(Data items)

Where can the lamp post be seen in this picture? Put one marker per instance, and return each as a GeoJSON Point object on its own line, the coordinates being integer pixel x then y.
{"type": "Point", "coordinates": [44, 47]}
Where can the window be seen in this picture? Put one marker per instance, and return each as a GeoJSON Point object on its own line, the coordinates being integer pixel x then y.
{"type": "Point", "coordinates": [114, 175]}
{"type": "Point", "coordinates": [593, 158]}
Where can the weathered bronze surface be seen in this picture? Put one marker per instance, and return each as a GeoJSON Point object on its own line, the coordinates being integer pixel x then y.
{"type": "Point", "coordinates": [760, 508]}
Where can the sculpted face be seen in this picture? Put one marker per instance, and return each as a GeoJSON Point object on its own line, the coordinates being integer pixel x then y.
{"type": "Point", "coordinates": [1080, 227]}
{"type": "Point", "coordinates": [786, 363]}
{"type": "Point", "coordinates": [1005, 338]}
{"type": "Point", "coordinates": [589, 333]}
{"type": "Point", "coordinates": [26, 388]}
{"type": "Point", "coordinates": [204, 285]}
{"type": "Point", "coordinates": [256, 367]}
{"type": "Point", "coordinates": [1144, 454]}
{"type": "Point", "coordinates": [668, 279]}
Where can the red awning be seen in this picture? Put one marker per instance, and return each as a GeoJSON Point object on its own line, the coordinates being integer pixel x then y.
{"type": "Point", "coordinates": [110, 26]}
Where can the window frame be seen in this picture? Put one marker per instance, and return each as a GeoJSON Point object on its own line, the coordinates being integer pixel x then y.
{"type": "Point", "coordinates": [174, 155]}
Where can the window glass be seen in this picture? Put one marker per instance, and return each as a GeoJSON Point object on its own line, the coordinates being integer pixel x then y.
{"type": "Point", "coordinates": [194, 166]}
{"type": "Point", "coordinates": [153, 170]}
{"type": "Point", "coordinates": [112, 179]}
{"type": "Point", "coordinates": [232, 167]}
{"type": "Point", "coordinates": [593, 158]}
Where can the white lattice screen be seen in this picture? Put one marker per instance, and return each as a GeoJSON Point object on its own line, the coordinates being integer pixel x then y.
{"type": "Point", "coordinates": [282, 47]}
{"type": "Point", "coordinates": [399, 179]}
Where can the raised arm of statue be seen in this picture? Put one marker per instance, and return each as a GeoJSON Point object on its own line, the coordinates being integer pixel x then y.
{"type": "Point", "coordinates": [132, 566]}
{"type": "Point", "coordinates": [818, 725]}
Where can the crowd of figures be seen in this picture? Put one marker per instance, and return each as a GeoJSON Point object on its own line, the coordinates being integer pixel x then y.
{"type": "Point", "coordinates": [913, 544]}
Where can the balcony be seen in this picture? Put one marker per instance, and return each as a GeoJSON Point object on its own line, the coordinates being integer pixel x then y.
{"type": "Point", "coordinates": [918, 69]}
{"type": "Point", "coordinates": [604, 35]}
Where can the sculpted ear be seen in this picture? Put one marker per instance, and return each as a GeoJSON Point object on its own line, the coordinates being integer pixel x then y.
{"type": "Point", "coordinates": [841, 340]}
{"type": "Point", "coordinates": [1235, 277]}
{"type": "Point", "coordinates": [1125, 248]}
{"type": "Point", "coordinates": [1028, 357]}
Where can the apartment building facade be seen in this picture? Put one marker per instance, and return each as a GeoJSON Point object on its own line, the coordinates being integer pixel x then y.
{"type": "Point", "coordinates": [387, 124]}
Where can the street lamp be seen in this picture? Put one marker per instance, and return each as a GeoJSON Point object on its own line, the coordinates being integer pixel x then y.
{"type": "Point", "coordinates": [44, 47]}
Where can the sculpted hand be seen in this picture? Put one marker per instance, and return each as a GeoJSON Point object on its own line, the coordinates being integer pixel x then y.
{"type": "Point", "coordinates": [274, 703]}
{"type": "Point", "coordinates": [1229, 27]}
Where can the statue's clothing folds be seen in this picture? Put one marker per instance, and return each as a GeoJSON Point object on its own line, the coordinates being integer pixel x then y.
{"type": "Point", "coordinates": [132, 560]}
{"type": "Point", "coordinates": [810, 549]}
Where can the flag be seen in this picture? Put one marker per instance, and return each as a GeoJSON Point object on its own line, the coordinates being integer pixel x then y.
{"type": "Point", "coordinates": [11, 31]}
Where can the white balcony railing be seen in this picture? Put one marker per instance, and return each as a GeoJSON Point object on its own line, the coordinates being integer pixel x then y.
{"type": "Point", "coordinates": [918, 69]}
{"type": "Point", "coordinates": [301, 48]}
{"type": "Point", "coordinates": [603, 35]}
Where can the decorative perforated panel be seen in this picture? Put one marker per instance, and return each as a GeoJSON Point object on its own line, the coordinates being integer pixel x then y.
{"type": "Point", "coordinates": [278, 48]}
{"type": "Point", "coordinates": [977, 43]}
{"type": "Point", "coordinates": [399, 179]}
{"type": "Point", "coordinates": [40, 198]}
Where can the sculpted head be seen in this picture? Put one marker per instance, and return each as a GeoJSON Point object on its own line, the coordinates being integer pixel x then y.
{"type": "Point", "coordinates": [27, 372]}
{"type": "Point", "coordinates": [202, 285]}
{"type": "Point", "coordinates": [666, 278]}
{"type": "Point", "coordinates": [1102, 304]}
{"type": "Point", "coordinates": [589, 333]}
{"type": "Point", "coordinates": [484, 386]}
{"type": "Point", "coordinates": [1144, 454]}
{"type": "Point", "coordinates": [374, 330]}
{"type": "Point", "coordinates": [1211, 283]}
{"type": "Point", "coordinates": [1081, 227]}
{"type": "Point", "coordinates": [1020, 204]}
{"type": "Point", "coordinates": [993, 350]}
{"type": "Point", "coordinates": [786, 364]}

PROBLEM TO WORK ON:
Reproduce each line of the data without any change.

ANSWER SPACE:
Where can the lamp post be seen in this picture? Put one marker per instance, and return each as a GeoJSON Point object on its own line, the coordinates being integer pixel x then y.
{"type": "Point", "coordinates": [44, 47]}
Where can the window be seen in this picture? Put one marker per instance, and return each as a GeoJSON Point object on its own line, the coordinates being integer pixel x then y.
{"type": "Point", "coordinates": [114, 175]}
{"type": "Point", "coordinates": [593, 158]}
Where can the weathered bronze surface be seen in this picture? Put one marker per instance, and return each as a GeoJSON Point object on its own line, the coordinates being integer pixel x then y.
{"type": "Point", "coordinates": [760, 508]}
Where can the sculpted face be seen in this picture? Put one marker per instance, and return each as a GeoJSON Point object on its own line, the coordinates being integer pixel x then y.
{"type": "Point", "coordinates": [1080, 227]}
{"type": "Point", "coordinates": [786, 363]}
{"type": "Point", "coordinates": [1005, 338]}
{"type": "Point", "coordinates": [589, 333]}
{"type": "Point", "coordinates": [26, 388]}
{"type": "Point", "coordinates": [204, 285]}
{"type": "Point", "coordinates": [256, 367]}
{"type": "Point", "coordinates": [1144, 454]}
{"type": "Point", "coordinates": [668, 279]}
Where can the red awning be seen in this picture? Put one marker per instance, and return each as a GeoJSON Point object on its own line, the coordinates being integer pixel x then y.
{"type": "Point", "coordinates": [110, 26]}
Where can the window frame be seen in this picture? Put one marker per instance, and return each as a GeoJSON Point object on its own line, the coordinates being integer pixel x then y.
{"type": "Point", "coordinates": [174, 155]}
Where can the window glass be seen in this picture? Put one marker per instance, and return each as a GeoJSON Point object on its own line, the coordinates being integer pixel x then y.
{"type": "Point", "coordinates": [194, 166]}
{"type": "Point", "coordinates": [153, 170]}
{"type": "Point", "coordinates": [112, 179]}
{"type": "Point", "coordinates": [232, 167]}
{"type": "Point", "coordinates": [593, 158]}
Where can the white lattice screen be seen in this picture? Put one marker per instance, and return each as a GeoJSON Point object on its own line, the coordinates being integer pixel x then y.
{"type": "Point", "coordinates": [282, 47]}
{"type": "Point", "coordinates": [399, 179]}
Where can the raised arm of statue be seen in this picture? Put one marker per instance, and return each as a GeoJSON Point object on its own line, the coordinates being integer pixel x then y.
{"type": "Point", "coordinates": [132, 566]}
{"type": "Point", "coordinates": [818, 725]}
Where can the crowd of figures be seen in this picture? Put one marker per instance, and return each as a GeoJSON Point object on its own line, the coordinates being integer pixel x then y.
{"type": "Point", "coordinates": [913, 544]}
Where can the balcony be seen in this picture? Put one marker per instance, and return each as a GeoJSON Point object on its own line, the coordinates being integer pixel x then y.
{"type": "Point", "coordinates": [918, 69]}
{"type": "Point", "coordinates": [604, 35]}
Where can the sculpted ear be seen in this picture? Put one marker per instance, and return each as a GeoJSON Point object on its own line, the coordinates being integer pixel x then y.
{"type": "Point", "coordinates": [841, 340]}
{"type": "Point", "coordinates": [1235, 277]}
{"type": "Point", "coordinates": [1125, 248]}
{"type": "Point", "coordinates": [1028, 357]}
Where can the apartment building facade be seen in this picture? Put one marker per instance, and return each as a GeoJSON Point object on its own line, the coordinates being integer pixel x then y.
{"type": "Point", "coordinates": [387, 124]}
Where can the street lamp be seen in this picture? Put one marker per instance, and return each as a GeoJSON Point object on its own line, the coordinates being integer pixel x then y.
{"type": "Point", "coordinates": [44, 47]}
Where can the sculpted hand be seen in this picture? Put one marker per instance, and return each as a GeoJSON Point object on its own line, the coordinates being integer pixel x then y.
{"type": "Point", "coordinates": [274, 703]}
{"type": "Point", "coordinates": [1229, 27]}
Where can the statue's clothing folds be seen in this picture? Put one marker per instance, and return each as a GeoJSON Point object on its own line, the coordinates being integer pixel x then y.
{"type": "Point", "coordinates": [132, 560]}
{"type": "Point", "coordinates": [810, 549]}
Where can the flag be seen in this picture? Put one marker per instance, and return each as a GeoJSON Point object on its own line, the coordinates being integer pixel x then y.
{"type": "Point", "coordinates": [11, 31]}
Where can the white balcony railing be seen in this picture? Put one marker per instance, and return each as a GeoJSON Point object on its own line, the coordinates being integer pixel x then y.
{"type": "Point", "coordinates": [918, 69]}
{"type": "Point", "coordinates": [301, 48]}
{"type": "Point", "coordinates": [603, 35]}
Where can the decorative perforated panel be seen in this picture? Put one marker per instance, and return each as a GeoJSON Point object on its own line, the coordinates being integer pixel x then y.
{"type": "Point", "coordinates": [278, 48]}
{"type": "Point", "coordinates": [977, 43]}
{"type": "Point", "coordinates": [399, 179]}
{"type": "Point", "coordinates": [40, 198]}
Where can the sculpted head be seen in this picture? Put one marker per instance, and return each as a GeoJSON Point object on its own line, the coordinates being integer pixel x then y.
{"type": "Point", "coordinates": [27, 372]}
{"type": "Point", "coordinates": [202, 285]}
{"type": "Point", "coordinates": [666, 278]}
{"type": "Point", "coordinates": [1102, 304]}
{"type": "Point", "coordinates": [589, 333]}
{"type": "Point", "coordinates": [484, 386]}
{"type": "Point", "coordinates": [1144, 454]}
{"type": "Point", "coordinates": [374, 330]}
{"type": "Point", "coordinates": [1211, 283]}
{"type": "Point", "coordinates": [1081, 227]}
{"type": "Point", "coordinates": [1020, 204]}
{"type": "Point", "coordinates": [993, 350]}
{"type": "Point", "coordinates": [786, 364]}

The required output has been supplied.